PASSAGE FOR REVIEW ->
◇ ◇ ◇
Prairie View also provides experiential learning for corporations, congregations and boards who desire to create strong teams to sustain them into the future. Opportunities to work together and overcome challenges encountered on high and low elements on Prairie View’s adventure courses empower groups to communicate and cooperate in ways that enhance effectiveness in board rooms and classrooms across Kansas. Prairie View provides comprehensive behavioral health services, but also promotes holistic wellness in many creative ways.

Prairie View’s evolving community alliances are helping build healthier communities. They have been a strong influence in the creation of a fully integrated community health collaboration that will serve the needs of those most vulnerable. With a focus on the uninsured and those in poverty, the Harvey County Health Collaboration will provide comprehensive health and wellness under one roof. In a newly renovated facility, Prairie View’s Health Home Services, the Harvey County Health Department and the Health Ministries Clinic will serve patients from multiple counties in south central Kansas.

It isn’t easy. “External regulation and the incredible demand on all types of resources provide challenges to delivering services to everyone who needs us,” says Prairie View CEO Kaye. “Although we receive funding from various public systems and many commercial payers, it is important to realize that these payments do not cover the actual cost of service delivery, especially for those without adequate health insurance or financial resources. And those funders certainly do not reimburse for chaplaincy services, prevention efforts or needed outreach to families and communities. Thus, we have a continuing need for charitable support.”

Philanthropic support in the form of annual gifts, grants and charitable bequests are valued tools to ensure the quality, scope and legacy of Prairie View.

“If we can nurture relationships with the faith community,” Kaye says, “and if the church embraces its role as supporter, advocate and influencer, we can overcome the stigma of mental illness and substance abuse disorders and improve access to high quality care and support. Through collaboration and outreach in our shared communities we can provide hope and healing to some of the 65 million Americans personally experiencing mental illness.”

Another serious concern is the scarcity of qualified clinicians. “We must be responsible stewards of our human resources,” Kaye says. “Our staff is the heart of who we are. High risk, low compensation and emotional intensity make human service ministry very challenging and the risk for staff burnout is high. We currently face a scarcity of geriatric psychiatrists, child and adolescent psychiatrists, addiction treatment clinicians and addictionologists. Maintaining these valuable specialties within our organization is critical.”

Kaye says, “One patient comes to mind. One year ago, she was in a wheelchair, barely able to speak and continuing to decline. Though our comprehensive approach to treatment, her clinicians were able to diagnose and treat a medical condition that complicated her mental disorder.

“Today she is walking, talking, a very active participant in her own treatment, and involved with various community and church activities. Her strong faith, together with our individualized services, is sustaining her as she deals with issues of grief and loss. She says she is unable to imagine her life without Prairie View,” Kaye says.

“As Prairie View celebrates 60 years of ministry and continues to look toward our future, I want the church to recognize us as a transforming ministry—an extension of the greater church. Our mission statement describes the “compassion, competence and stewardship” we offer in “the spirit of Christ,” Kaye says.

The main campus of Prairie View remains in Newton, Kan., with outpatient offices in Hillsboro, McPherson and two locations in Wichita. Through bylaw and in agreement with the Mennonite Health Alliance, a majority of the composition of the Prairie View governing board must be Anabaptist affiliated.

Misty Elder is director of advancement for Prairie View.
◇ ◇ ◇
PARTS OF THE EXERCISE ->
a. In the Prairie View article, begin at the words "The main campus" and stop after "for Prairie View.", substituting "board of directors" for "governing board".
b. According to the Prairie View article, which three services or agencies will serve patients in the newly renovated facility of the Harvey County Health Collaboration?
c. Say whether each statement agrees with the Prairie View article, giving the deciding words: (i) Prairie View's main campus is in Newton, Kan. (ii) Prairie View's funders reimburse it for chaplaincy services. (iii) Prairie View is celebrating 50 years of ministry.
◇ ◇ ◇
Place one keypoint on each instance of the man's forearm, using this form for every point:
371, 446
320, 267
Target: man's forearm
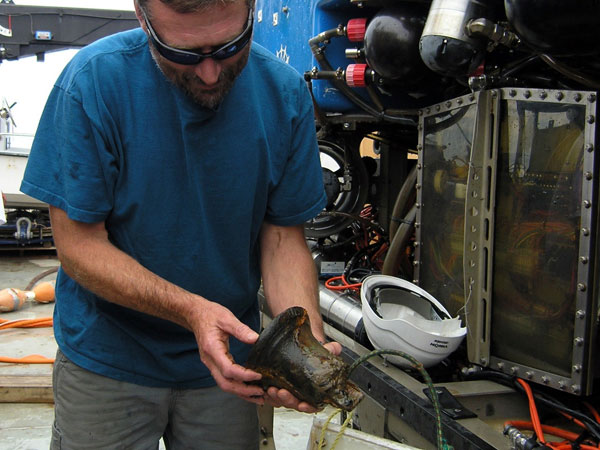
289, 274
◇ ◇ ◇
SOLVED TASKS ->
a.
The main campus of Prairie View remains in Newton, Kan., with outpatient offices in Hillsboro, McPherson and two locations in Wichita. Through bylaw and in agreement with the Mennonite Health Alliance, a majority of the composition of the Prairie View board of directors must be Anabaptist affiliated.

Misty Elder is director of advancement for Prairie View.

b. Prairie View's Health Home Services, the Harvey County Health Department and the Health Ministries Clinic.

c.
(i) Yes: "The main campus of Prairie View remains in Newton, Kan."
(ii) No: "those funders certainly do not reimburse for chaplaincy services"
(iii) No: "As Prairie View celebrates 60 years of ministry"